The data Start Marker

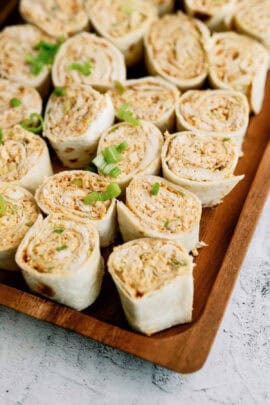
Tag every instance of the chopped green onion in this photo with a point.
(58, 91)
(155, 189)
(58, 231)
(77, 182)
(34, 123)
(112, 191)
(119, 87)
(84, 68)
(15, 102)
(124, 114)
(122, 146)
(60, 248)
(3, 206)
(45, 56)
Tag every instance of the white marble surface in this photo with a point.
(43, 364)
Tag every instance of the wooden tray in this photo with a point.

The data End Marker
The data Start Marker

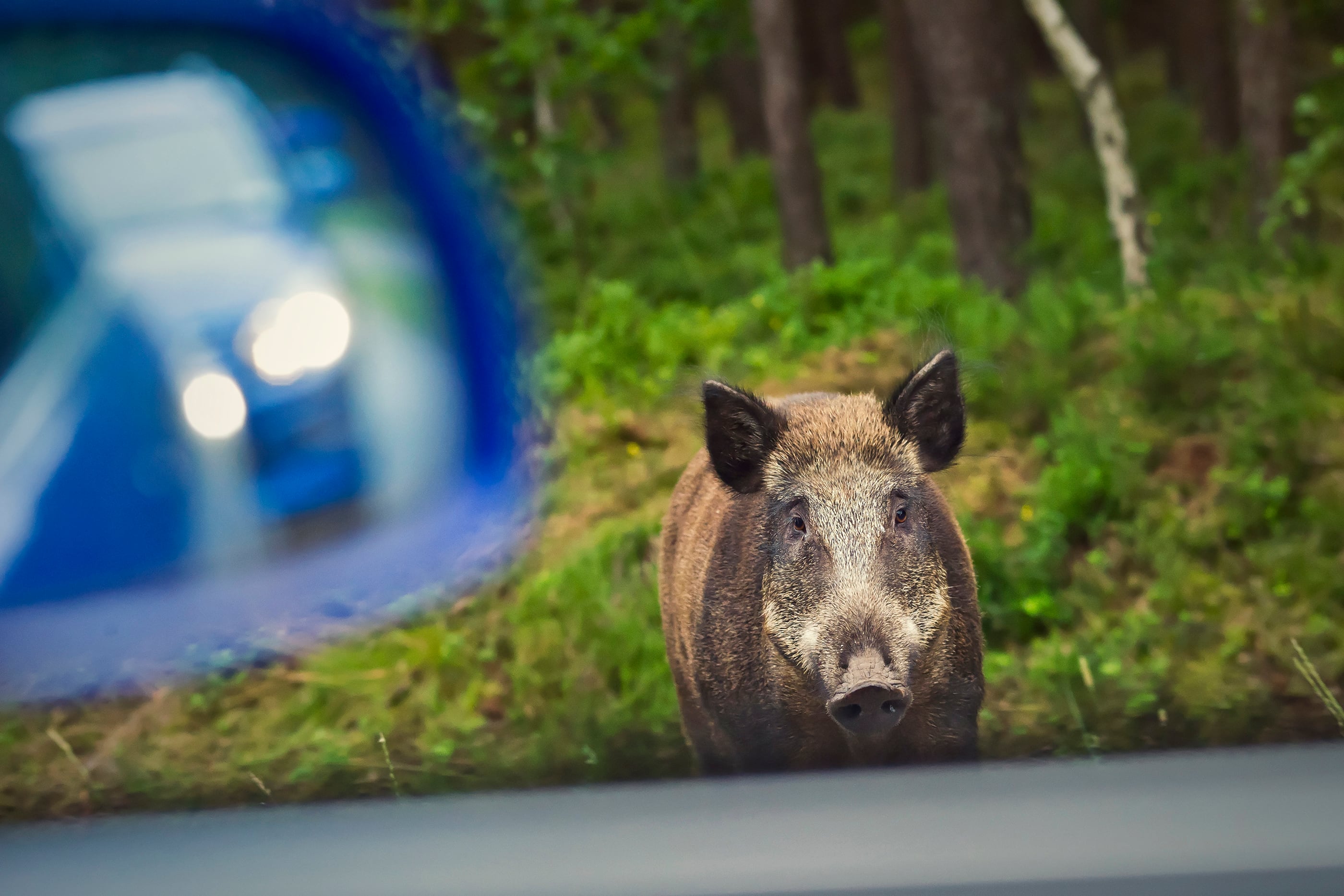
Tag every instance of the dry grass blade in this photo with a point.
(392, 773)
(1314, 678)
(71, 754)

The data End Marker

## Task instructions
The entries above hold the needed span. Transcribe exactly the lines from the one with "Tag every instance of the chopped" to the one with "Tag every instance of the wooden", both included.

## Response
Tag every instance of the chopped green onion in this photo with a point.
(58, 91)
(155, 189)
(58, 231)
(77, 182)
(34, 123)
(112, 191)
(119, 87)
(84, 68)
(15, 102)
(124, 114)
(122, 146)
(60, 248)
(3, 206)
(45, 56)
Tag every instance of the white marble surface in this photo with a point.
(43, 364)
Tag every instance of the wooden tray in this photo with a point.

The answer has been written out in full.